> _Task instructions_
Pick out each line of the listing below that contains the string "honda" and copy those lines in full. Matching is case-sensitive.

> _Available data_
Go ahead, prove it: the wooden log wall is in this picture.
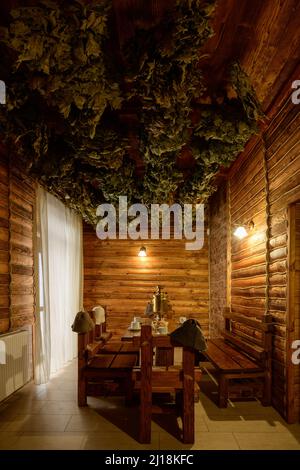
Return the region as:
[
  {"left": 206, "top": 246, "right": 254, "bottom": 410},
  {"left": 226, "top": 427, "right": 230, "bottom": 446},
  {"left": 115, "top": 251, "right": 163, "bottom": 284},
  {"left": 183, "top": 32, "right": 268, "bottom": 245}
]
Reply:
[
  {"left": 209, "top": 184, "right": 227, "bottom": 338},
  {"left": 0, "top": 147, "right": 35, "bottom": 333},
  {"left": 83, "top": 221, "right": 209, "bottom": 335},
  {"left": 228, "top": 99, "right": 300, "bottom": 418}
]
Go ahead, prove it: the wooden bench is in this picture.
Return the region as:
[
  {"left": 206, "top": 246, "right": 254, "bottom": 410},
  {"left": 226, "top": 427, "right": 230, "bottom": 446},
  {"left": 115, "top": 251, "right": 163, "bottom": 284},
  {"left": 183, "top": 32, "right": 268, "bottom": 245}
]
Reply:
[
  {"left": 133, "top": 325, "right": 201, "bottom": 443},
  {"left": 204, "top": 313, "right": 272, "bottom": 408},
  {"left": 78, "top": 314, "right": 139, "bottom": 406}
]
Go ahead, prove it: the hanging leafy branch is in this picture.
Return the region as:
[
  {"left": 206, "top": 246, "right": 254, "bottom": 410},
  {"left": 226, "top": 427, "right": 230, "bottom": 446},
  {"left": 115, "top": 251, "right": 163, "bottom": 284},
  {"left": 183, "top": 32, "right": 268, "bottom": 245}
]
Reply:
[{"left": 0, "top": 0, "right": 261, "bottom": 223}]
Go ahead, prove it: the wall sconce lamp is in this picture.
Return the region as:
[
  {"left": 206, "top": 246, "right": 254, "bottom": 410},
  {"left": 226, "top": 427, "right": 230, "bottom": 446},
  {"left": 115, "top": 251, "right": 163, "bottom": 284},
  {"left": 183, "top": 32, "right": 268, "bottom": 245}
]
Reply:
[
  {"left": 138, "top": 246, "right": 147, "bottom": 258},
  {"left": 233, "top": 220, "right": 254, "bottom": 240}
]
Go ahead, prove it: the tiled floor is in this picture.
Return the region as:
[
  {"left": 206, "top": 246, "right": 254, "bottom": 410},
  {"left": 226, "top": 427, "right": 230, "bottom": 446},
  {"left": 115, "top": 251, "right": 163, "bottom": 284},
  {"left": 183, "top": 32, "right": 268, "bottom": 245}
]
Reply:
[{"left": 0, "top": 361, "right": 300, "bottom": 450}]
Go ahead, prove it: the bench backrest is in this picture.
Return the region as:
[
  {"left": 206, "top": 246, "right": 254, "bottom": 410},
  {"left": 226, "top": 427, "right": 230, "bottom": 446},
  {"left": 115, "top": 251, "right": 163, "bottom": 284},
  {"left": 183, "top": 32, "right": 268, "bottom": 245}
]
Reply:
[
  {"left": 135, "top": 325, "right": 195, "bottom": 443},
  {"left": 223, "top": 310, "right": 272, "bottom": 368}
]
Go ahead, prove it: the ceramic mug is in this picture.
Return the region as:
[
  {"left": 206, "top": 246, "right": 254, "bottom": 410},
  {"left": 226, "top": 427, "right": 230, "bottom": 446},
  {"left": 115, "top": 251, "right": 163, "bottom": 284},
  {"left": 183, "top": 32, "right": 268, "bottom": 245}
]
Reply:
[
  {"left": 130, "top": 321, "right": 141, "bottom": 330},
  {"left": 158, "top": 326, "right": 168, "bottom": 335}
]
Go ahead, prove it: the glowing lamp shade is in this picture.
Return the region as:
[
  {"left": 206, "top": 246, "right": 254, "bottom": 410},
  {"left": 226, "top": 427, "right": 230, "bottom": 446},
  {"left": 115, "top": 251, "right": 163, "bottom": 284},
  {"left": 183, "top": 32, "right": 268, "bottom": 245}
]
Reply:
[
  {"left": 233, "top": 225, "right": 248, "bottom": 240},
  {"left": 138, "top": 246, "right": 147, "bottom": 258},
  {"left": 93, "top": 305, "right": 105, "bottom": 325}
]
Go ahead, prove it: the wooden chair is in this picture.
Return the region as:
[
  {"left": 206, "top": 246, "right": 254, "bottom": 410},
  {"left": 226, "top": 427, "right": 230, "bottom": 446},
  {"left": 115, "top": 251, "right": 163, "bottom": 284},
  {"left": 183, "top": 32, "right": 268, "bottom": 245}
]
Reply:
[
  {"left": 133, "top": 325, "right": 201, "bottom": 443},
  {"left": 204, "top": 311, "right": 272, "bottom": 408}
]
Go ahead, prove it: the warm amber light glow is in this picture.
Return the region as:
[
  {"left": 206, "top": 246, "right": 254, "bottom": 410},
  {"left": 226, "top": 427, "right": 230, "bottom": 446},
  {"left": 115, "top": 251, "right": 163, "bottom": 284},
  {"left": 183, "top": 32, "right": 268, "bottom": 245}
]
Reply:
[
  {"left": 138, "top": 246, "right": 147, "bottom": 257},
  {"left": 233, "top": 225, "right": 248, "bottom": 240}
]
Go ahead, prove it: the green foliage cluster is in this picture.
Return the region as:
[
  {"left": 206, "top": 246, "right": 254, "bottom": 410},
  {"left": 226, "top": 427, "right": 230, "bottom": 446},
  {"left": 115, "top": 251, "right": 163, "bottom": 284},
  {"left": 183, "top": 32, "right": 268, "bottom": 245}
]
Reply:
[{"left": 0, "top": 0, "right": 260, "bottom": 223}]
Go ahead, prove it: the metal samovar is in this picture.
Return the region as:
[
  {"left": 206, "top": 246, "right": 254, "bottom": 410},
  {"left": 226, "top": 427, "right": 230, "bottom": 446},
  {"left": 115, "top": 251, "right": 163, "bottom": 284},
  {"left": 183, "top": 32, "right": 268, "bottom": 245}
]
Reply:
[{"left": 152, "top": 286, "right": 170, "bottom": 319}]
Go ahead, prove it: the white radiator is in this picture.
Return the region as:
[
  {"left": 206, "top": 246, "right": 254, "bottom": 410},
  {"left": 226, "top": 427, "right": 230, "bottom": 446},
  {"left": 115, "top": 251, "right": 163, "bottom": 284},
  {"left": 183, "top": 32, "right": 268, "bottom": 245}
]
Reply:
[{"left": 0, "top": 330, "right": 32, "bottom": 401}]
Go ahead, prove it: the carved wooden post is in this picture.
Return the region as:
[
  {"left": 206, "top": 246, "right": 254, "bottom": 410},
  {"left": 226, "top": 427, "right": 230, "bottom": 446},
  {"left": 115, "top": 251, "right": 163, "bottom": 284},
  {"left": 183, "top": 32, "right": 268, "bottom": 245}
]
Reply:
[
  {"left": 182, "top": 348, "right": 195, "bottom": 444},
  {"left": 78, "top": 333, "right": 87, "bottom": 406},
  {"left": 139, "top": 325, "right": 153, "bottom": 444}
]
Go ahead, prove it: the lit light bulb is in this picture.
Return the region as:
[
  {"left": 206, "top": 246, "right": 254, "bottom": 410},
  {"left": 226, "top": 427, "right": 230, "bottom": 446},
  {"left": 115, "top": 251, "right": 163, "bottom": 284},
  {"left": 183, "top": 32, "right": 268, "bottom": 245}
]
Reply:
[
  {"left": 138, "top": 246, "right": 147, "bottom": 257},
  {"left": 233, "top": 225, "right": 248, "bottom": 240}
]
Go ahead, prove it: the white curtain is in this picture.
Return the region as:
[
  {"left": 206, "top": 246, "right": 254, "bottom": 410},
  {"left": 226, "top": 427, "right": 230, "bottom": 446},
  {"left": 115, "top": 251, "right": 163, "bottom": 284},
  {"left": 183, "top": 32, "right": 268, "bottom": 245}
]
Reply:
[{"left": 35, "top": 187, "right": 82, "bottom": 384}]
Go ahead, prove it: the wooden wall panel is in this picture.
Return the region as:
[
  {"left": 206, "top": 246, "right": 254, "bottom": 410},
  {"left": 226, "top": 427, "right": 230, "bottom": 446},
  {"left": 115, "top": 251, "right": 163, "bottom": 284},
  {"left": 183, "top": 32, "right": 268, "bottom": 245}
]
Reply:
[
  {"left": 228, "top": 99, "right": 300, "bottom": 418},
  {"left": 209, "top": 184, "right": 228, "bottom": 338},
  {"left": 0, "top": 147, "right": 35, "bottom": 333},
  {"left": 83, "top": 225, "right": 209, "bottom": 335},
  {"left": 0, "top": 151, "right": 10, "bottom": 333}
]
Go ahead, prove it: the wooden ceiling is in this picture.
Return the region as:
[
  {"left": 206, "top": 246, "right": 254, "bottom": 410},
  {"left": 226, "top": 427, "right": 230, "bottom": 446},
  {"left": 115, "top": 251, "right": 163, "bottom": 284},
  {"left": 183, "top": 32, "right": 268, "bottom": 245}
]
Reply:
[
  {"left": 113, "top": 0, "right": 300, "bottom": 111},
  {"left": 0, "top": 0, "right": 300, "bottom": 111},
  {"left": 0, "top": 0, "right": 300, "bottom": 209}
]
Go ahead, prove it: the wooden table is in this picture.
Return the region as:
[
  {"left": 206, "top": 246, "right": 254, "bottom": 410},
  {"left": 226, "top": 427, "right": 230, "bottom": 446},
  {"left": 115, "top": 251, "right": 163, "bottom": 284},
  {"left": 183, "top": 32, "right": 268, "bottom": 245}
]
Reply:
[
  {"left": 122, "top": 319, "right": 179, "bottom": 366},
  {"left": 84, "top": 353, "right": 137, "bottom": 401}
]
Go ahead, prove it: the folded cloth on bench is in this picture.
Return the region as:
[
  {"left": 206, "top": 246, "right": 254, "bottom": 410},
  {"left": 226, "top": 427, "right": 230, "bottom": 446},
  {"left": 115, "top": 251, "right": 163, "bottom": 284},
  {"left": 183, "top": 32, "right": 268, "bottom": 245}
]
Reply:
[{"left": 170, "top": 318, "right": 207, "bottom": 352}]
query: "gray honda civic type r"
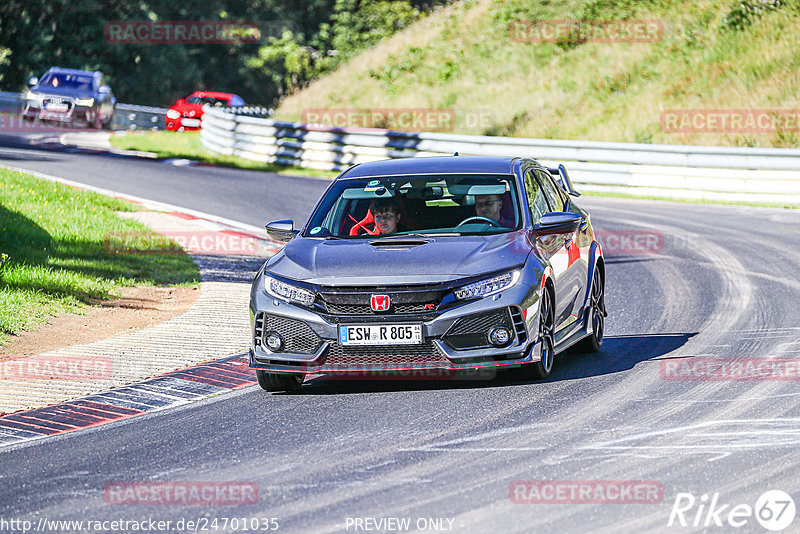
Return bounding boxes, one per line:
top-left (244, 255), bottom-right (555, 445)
top-left (250, 155), bottom-right (606, 391)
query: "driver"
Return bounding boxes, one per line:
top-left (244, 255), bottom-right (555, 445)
top-left (475, 195), bottom-right (505, 226)
top-left (372, 198), bottom-right (402, 235)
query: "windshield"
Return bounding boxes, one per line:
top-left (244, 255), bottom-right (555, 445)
top-left (303, 174), bottom-right (522, 239)
top-left (186, 96), bottom-right (228, 107)
top-left (39, 72), bottom-right (94, 91)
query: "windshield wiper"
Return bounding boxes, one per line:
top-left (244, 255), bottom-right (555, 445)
top-left (398, 232), bottom-right (462, 238)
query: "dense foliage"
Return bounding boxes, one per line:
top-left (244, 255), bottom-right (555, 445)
top-left (0, 0), bottom-right (450, 106)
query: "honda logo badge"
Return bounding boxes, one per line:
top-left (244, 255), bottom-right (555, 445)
top-left (369, 295), bottom-right (392, 311)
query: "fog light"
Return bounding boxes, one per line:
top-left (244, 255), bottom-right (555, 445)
top-left (264, 332), bottom-right (283, 352)
top-left (489, 326), bottom-right (511, 347)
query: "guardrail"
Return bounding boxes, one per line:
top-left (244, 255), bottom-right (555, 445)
top-left (201, 107), bottom-right (800, 204)
top-left (0, 91), bottom-right (167, 130)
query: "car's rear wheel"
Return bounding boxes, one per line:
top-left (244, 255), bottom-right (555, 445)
top-left (521, 288), bottom-right (556, 378)
top-left (577, 267), bottom-right (606, 352)
top-left (256, 369), bottom-right (303, 391)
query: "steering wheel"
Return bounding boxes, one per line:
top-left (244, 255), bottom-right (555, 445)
top-left (456, 215), bottom-right (503, 228)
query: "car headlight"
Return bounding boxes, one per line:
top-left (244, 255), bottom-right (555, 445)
top-left (264, 276), bottom-right (314, 306)
top-left (454, 271), bottom-right (522, 300)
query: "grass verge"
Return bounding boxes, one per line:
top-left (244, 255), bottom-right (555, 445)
top-left (0, 169), bottom-right (200, 346)
top-left (111, 131), bottom-right (339, 178)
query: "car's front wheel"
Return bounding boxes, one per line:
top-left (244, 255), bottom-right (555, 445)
top-left (521, 289), bottom-right (556, 378)
top-left (256, 369), bottom-right (303, 391)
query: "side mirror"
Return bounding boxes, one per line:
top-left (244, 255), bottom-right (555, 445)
top-left (547, 164), bottom-right (581, 197)
top-left (266, 219), bottom-right (299, 243)
top-left (533, 211), bottom-right (582, 236)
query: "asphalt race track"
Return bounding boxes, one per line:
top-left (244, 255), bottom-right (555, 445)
top-left (0, 135), bottom-right (800, 533)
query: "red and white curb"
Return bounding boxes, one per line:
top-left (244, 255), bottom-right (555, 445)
top-left (0, 354), bottom-right (256, 447)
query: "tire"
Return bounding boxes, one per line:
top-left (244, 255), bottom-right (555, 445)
top-left (256, 369), bottom-right (303, 391)
top-left (576, 267), bottom-right (607, 352)
top-left (520, 288), bottom-right (556, 379)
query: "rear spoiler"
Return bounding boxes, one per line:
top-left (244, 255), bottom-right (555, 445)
top-left (547, 165), bottom-right (581, 197)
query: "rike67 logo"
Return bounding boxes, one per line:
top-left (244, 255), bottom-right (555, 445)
top-left (667, 490), bottom-right (796, 532)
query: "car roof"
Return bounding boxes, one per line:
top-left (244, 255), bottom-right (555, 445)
top-left (47, 67), bottom-right (103, 76)
top-left (339, 156), bottom-right (519, 178)
top-left (189, 91), bottom-right (241, 99)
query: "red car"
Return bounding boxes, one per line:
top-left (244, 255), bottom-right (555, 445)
top-left (167, 91), bottom-right (245, 132)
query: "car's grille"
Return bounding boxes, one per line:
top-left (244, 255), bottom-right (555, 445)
top-left (317, 286), bottom-right (447, 316)
top-left (253, 312), bottom-right (322, 354)
top-left (442, 308), bottom-right (512, 350)
top-left (325, 302), bottom-right (436, 315)
top-left (323, 340), bottom-right (450, 369)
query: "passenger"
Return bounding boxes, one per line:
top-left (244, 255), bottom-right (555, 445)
top-left (372, 198), bottom-right (400, 235)
top-left (475, 195), bottom-right (505, 226)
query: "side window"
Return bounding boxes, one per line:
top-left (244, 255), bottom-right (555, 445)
top-left (536, 171), bottom-right (564, 211)
top-left (525, 171), bottom-right (550, 224)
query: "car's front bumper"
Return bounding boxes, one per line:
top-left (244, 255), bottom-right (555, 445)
top-left (250, 284), bottom-right (541, 376)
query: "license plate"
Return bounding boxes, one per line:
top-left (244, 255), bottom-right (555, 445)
top-left (339, 324), bottom-right (422, 346)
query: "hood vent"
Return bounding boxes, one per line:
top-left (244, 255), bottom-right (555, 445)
top-left (370, 239), bottom-right (430, 248)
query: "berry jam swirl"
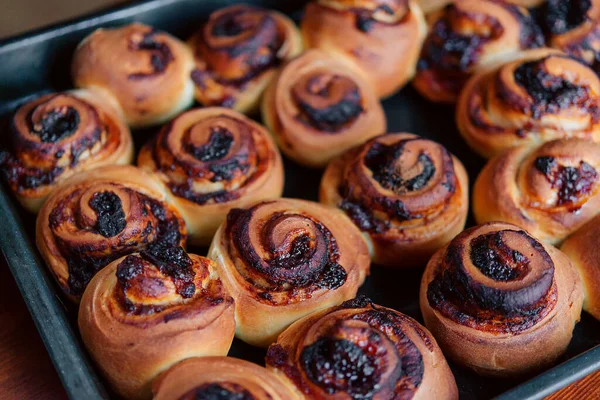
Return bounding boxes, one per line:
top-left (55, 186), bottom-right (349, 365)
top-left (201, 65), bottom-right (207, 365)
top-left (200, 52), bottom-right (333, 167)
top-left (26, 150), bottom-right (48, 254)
top-left (339, 134), bottom-right (463, 234)
top-left (415, 0), bottom-right (544, 101)
top-left (179, 382), bottom-right (256, 400)
top-left (43, 181), bottom-right (186, 298)
top-left (139, 108), bottom-right (279, 205)
top-left (291, 73), bottom-right (364, 134)
top-left (0, 92), bottom-right (131, 195)
top-left (540, 0), bottom-right (600, 70)
top-left (427, 224), bottom-right (557, 335)
top-left (317, 0), bottom-right (410, 33)
top-left (113, 241), bottom-right (227, 322)
top-left (190, 5), bottom-right (293, 107)
top-left (456, 49), bottom-right (600, 157)
top-left (266, 297), bottom-right (436, 399)
top-left (226, 202), bottom-right (347, 305)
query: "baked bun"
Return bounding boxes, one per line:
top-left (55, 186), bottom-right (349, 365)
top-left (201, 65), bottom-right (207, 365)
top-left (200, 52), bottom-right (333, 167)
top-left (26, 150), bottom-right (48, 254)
top-left (560, 217), bottom-right (600, 320)
top-left (78, 247), bottom-right (235, 399)
top-left (413, 0), bottom-right (544, 103)
top-left (71, 23), bottom-right (194, 127)
top-left (319, 133), bottom-right (469, 268)
top-left (420, 222), bottom-right (583, 377)
top-left (456, 49), bottom-right (600, 158)
top-left (0, 90), bottom-right (133, 213)
top-left (300, 0), bottom-right (427, 97)
top-left (208, 199), bottom-right (369, 347)
top-left (189, 4), bottom-right (302, 113)
top-left (262, 49), bottom-right (386, 168)
top-left (36, 165), bottom-right (187, 301)
top-left (266, 297), bottom-right (458, 400)
top-left (418, 0), bottom-right (546, 14)
top-left (473, 139), bottom-right (600, 244)
top-left (138, 107), bottom-right (283, 246)
top-left (153, 357), bottom-right (303, 400)
top-left (540, 0), bottom-right (600, 64)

> _Expected output_
query: "gray honda civic type r"
query: "honda logo badge"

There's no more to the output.